**PROBLEMS TO SOLVE:**
A) Answer these questions from the HSI FAQ text:
(i) In how many countries does HSI work on animal welfare issues?
(ii) What percentage of HSI's funds goes toward animal protection programs?
(iii) What phone number can callers in North America use to reach HSI?
B) Quote the HSI FAQ text word for word, copying the stretch from "Q. What types" through "my donations go?".
C) Write what comes next in the HSI FAQ text, picking up after its final sentence.

**SUPPLIED PASSAGE:**
★ ★ ★ ★ ★ ★ ★

Frequently Asked Questions

Frequently Asked Questions

Thank you for your concern for animals around the world!

We’ve provided answers to our most frequently asked questions below, so please check to see if we’ve responded to your query. If we haven’t already addressed your concern, you’re welcome to contact us at info@hsi.org or (from North America) by calling 866-614-4371. (See contact information for Media here and global office contact information here.) See donation-related FAQs here.

 

Q. What types of programs do you run internationally?

HSI works on a variety of animal welfare issues in more than 50 countries. Our offices around the world cover topics such as the illegal wildlife trade, dog and cat welfare, farm animal welfare and disaster response.

In the countries in which we have a presence, HSI works closely with local organizations and governments to pass on our knowledge and expertise.

 

Q. What’s the breakdown of your spending/where do my donations go?

We are very careful in spending donations from our generous donors. Eighty-five percent of our funds go toward animal protection programs, from ending the cruel dog meat trade to fighting egregious forms of wildlife abuse. Through our rescue efforts, disaster response, veterinary clinics, and our work empowering local organizations, we serve a critical and expanding role in reducing animal suffering around the world. Only 10 percent goes toward fundraising and 5 percent for administrative costs. You can get a full breakdown of our finances here. See donation-related FAQs here.

★ ★ ★ ★ ★ ★ ★

**DATA UNDER STUDY:**
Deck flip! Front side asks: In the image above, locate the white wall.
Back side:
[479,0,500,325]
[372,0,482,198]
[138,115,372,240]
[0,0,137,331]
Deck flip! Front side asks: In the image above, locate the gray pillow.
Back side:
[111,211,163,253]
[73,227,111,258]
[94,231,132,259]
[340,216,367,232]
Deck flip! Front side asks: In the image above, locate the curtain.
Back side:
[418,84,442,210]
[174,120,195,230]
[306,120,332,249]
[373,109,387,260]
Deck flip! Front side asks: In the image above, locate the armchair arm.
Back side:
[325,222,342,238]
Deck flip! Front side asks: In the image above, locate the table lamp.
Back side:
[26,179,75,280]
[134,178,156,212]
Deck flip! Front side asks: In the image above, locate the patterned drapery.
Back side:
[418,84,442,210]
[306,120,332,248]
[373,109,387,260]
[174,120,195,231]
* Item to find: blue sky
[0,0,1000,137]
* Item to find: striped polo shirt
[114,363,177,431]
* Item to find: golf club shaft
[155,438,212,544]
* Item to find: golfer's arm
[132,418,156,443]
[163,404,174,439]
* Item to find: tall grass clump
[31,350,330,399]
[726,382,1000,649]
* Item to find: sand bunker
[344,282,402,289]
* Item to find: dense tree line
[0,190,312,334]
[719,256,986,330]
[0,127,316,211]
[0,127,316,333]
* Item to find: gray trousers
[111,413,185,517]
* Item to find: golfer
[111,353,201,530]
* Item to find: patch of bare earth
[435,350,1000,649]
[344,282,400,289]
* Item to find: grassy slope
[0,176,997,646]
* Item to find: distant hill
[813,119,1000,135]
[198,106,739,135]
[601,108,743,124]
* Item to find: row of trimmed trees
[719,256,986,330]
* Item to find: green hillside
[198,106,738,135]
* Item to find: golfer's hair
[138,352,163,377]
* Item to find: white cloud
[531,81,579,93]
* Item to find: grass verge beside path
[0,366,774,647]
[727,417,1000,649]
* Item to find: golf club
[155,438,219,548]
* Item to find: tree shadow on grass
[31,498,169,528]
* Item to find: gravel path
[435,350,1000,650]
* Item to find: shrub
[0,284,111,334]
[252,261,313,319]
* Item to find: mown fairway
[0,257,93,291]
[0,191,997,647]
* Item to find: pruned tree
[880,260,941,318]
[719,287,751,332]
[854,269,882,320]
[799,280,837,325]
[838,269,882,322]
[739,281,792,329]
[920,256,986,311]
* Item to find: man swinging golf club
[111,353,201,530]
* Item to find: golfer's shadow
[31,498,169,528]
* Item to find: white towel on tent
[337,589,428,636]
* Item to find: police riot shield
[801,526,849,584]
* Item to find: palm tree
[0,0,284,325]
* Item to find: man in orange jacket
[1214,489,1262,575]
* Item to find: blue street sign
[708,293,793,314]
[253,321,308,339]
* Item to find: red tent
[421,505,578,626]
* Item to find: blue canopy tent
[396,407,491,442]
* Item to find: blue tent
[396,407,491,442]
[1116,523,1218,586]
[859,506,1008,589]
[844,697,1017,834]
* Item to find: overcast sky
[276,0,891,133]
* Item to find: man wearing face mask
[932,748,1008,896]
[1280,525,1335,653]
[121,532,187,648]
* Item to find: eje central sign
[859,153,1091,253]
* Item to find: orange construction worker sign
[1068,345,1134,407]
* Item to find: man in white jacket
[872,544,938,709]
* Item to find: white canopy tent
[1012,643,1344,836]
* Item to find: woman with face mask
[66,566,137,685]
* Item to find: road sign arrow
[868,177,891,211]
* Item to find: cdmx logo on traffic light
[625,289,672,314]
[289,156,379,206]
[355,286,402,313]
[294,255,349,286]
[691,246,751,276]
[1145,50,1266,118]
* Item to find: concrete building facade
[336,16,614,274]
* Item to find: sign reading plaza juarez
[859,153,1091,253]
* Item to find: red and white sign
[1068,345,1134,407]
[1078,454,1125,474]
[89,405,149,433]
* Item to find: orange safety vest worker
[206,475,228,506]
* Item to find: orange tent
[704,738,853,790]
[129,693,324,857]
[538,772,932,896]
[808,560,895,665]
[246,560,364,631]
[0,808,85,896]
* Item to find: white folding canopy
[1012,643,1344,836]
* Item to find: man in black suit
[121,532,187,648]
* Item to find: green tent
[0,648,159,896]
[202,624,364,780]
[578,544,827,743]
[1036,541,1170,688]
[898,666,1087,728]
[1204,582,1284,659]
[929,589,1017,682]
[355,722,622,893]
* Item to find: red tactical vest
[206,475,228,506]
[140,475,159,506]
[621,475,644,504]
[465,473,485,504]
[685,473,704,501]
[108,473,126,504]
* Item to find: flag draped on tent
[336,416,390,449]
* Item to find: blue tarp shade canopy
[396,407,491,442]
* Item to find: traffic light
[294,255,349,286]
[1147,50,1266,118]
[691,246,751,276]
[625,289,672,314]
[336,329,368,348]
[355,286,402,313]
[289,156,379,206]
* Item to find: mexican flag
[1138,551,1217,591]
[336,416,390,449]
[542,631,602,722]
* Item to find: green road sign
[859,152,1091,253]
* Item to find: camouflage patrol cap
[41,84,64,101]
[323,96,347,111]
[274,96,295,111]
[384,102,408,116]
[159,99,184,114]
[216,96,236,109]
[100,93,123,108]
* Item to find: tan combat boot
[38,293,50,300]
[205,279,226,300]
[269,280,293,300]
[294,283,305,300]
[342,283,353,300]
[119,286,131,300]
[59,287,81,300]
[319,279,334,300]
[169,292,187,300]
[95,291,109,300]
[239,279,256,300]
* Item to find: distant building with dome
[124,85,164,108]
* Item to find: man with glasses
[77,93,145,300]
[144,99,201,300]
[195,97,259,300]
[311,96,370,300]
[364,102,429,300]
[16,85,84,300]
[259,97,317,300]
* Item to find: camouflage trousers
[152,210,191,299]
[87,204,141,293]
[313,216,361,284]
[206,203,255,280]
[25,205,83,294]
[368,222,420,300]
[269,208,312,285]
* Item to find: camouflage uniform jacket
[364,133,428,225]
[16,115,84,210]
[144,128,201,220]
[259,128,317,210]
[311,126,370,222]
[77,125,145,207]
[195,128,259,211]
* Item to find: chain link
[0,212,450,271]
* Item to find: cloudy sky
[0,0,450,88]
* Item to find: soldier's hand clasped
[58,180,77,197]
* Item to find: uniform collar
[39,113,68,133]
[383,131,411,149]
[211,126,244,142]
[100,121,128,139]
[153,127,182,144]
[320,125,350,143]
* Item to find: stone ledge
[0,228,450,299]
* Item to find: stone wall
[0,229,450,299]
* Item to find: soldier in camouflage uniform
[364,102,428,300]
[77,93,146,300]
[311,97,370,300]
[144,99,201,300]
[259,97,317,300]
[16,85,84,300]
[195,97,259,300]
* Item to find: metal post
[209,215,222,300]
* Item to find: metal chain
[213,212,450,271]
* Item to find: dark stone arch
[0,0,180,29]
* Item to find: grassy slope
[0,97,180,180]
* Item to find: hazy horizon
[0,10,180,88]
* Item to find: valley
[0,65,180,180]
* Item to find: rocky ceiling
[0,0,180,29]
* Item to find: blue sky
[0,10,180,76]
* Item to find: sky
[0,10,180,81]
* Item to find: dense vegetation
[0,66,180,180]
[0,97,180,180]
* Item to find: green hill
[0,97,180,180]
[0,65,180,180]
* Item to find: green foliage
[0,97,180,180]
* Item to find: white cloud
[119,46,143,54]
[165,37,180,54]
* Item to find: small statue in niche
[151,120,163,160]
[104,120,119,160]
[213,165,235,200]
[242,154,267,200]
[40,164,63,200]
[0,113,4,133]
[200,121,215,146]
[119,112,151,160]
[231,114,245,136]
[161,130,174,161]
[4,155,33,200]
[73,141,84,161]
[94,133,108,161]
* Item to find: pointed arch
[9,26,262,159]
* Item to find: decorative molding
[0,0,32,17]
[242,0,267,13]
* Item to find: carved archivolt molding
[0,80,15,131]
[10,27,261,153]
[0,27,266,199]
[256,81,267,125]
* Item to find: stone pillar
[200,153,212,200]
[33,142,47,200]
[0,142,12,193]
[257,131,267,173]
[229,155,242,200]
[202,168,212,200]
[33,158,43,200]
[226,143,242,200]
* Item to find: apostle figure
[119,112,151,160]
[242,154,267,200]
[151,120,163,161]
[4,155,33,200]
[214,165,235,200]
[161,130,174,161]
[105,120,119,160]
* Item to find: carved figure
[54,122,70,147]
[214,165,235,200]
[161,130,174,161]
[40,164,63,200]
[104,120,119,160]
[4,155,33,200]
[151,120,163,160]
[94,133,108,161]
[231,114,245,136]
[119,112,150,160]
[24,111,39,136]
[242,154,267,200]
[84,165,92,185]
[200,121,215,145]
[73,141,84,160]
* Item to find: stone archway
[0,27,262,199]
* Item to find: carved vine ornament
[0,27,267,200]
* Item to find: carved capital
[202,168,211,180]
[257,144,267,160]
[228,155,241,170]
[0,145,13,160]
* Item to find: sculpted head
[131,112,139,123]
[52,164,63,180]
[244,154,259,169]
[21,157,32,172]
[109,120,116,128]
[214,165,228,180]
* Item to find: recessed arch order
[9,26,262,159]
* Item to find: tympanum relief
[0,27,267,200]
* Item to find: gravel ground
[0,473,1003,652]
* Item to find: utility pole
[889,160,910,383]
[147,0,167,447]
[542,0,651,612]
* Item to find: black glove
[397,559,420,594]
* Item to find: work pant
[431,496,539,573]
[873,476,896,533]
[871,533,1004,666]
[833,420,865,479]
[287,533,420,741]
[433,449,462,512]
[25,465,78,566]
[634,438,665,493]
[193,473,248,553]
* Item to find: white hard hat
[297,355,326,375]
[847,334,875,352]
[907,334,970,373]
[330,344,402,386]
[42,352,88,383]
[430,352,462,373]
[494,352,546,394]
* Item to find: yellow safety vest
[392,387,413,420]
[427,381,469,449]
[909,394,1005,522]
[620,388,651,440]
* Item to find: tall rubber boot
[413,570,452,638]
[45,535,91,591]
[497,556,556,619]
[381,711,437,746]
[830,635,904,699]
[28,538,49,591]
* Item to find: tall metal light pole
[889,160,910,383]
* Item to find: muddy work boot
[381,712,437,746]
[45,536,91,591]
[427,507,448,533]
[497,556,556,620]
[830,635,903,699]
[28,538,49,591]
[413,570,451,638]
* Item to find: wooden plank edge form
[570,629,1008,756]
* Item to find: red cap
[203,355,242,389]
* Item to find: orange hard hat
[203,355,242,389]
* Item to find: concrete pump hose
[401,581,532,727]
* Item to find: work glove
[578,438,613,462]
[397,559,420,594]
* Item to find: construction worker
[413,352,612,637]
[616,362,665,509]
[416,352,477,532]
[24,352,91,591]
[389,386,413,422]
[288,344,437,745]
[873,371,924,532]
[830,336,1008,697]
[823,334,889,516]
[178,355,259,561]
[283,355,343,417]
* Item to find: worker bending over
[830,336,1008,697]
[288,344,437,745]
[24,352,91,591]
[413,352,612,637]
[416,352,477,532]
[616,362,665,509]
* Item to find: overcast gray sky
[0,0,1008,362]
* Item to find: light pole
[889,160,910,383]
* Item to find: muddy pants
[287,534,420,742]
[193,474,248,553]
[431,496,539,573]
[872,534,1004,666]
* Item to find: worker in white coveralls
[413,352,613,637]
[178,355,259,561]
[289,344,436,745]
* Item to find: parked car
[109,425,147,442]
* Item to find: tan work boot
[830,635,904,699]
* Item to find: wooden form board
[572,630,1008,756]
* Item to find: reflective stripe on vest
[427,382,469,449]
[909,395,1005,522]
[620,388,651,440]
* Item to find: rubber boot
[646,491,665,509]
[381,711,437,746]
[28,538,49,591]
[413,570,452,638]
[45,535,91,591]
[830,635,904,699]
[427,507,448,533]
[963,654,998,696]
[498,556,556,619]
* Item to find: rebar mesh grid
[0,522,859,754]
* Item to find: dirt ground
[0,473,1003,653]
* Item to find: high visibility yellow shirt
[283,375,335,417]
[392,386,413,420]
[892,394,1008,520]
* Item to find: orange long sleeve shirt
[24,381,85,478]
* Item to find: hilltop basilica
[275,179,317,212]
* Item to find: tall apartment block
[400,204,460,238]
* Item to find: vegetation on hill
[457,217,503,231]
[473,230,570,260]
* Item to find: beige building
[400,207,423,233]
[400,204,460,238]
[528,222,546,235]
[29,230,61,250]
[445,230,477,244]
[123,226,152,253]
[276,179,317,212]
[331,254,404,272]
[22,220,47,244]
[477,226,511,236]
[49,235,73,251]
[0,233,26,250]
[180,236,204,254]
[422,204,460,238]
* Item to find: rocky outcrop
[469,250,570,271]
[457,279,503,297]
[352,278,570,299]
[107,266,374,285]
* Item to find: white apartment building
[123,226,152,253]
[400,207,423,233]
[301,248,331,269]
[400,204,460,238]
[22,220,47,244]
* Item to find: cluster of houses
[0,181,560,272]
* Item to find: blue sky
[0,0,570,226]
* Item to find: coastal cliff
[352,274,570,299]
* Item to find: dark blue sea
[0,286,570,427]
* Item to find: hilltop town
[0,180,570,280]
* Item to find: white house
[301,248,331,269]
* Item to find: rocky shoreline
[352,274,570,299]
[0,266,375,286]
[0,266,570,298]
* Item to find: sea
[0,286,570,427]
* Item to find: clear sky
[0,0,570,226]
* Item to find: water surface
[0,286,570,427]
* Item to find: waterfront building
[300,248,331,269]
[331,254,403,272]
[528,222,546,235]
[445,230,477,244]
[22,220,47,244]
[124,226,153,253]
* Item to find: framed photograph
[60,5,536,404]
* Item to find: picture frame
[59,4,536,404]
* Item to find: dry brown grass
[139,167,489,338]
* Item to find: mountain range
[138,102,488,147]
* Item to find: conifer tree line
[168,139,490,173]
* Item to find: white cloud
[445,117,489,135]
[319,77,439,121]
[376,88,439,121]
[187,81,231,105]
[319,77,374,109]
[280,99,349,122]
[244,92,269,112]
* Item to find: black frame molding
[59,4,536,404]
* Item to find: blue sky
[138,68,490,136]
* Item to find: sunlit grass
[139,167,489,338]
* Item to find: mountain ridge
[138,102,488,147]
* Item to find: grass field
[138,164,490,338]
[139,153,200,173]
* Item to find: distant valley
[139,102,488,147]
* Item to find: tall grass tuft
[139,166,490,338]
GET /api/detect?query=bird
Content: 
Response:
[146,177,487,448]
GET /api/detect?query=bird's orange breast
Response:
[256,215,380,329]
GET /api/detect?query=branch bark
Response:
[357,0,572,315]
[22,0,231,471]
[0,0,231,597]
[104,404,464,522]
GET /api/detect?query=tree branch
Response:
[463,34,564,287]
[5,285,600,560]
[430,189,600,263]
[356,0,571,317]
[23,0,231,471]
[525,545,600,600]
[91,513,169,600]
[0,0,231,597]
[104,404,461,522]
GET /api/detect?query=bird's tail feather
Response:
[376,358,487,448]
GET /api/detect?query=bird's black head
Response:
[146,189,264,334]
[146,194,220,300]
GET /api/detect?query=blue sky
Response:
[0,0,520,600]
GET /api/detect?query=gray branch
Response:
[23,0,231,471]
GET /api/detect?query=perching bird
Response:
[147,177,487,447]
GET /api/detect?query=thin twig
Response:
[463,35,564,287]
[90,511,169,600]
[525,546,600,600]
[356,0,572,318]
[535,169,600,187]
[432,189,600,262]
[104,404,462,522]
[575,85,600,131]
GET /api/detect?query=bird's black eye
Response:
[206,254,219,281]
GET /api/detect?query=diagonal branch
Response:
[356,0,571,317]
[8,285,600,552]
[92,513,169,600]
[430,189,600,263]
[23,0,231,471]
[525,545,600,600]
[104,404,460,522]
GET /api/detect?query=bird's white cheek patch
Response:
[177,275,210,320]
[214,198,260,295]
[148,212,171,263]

★ ★ ★ ★ ★ ★ ★

**RESPONSES FOR EACH TASK:**
A)
(i) More than 50 countries.
(ii) Eighty-five percent.
(iii) 866-614-4371.

B)
Q. What types of programs do you run internationally?

HSI works on a variety of animal welfare issues in more than 50 countries. Our offices around the world cover topics such as the illegal wildlife trade, dog and cat welfare, farm animal welfare and disaster response.

In the countries in which we have a presence, HSI works closely with local organizations and governments to pass on our knowledge and expertise.

 

Q. What’s the breakdown of your spending/where do my donations go?

C)
 

Q. What is being done about the dog and cat meat trade in China, South Korea and other parts of Asia?

HSI is one of the leading global organizations working in countries across Asia to end the cruel dog and cat meat trade. We provide funding to train officials for improved enforcement of laws; help local partner groups on the ground with veterinary and shelter care for confiscated animals; raise global awareness of the suffering involved in illegal dog theft, transport and slaughter of the dogs victimized in the trade, including at China’s annual Dog Meat Festival in Yulin; and work with dog meat farmers in South Korea to close down dog meat farms and transition them to more humane livelihoods, creating a model for the government to adopt. We also helped form the Asia Canine Protection Alliance in Viet Nam and the Dog Meat-Free Indonesia campaign to stop this cruel trade in both countries.

Please visit hsi.org/dogmeat to learn more about this campaign.

 

Q. How can I adopt a dog rescued from a South Korean dog meat farm?

Thank you for offering a home to a dog in need! As part of our dog meat farm closures, HSI has transported dogs to the U.S., the U.K., Canada, and the Netherlands where they are placed with shelter and rescue organizations for care, medical and behavioral evaluation and eventual adoption. We post links to lists of the organizations at which HSI has placed dogs here. HSI does not facilitate adoption. Please contact the organizations directly to find out how to meet the dogs and apply to adopt.

 

Q. I just visited [country] and dogs and cats suffering on the streets. What are you doing/what can I do? Can HSI come to my country and help?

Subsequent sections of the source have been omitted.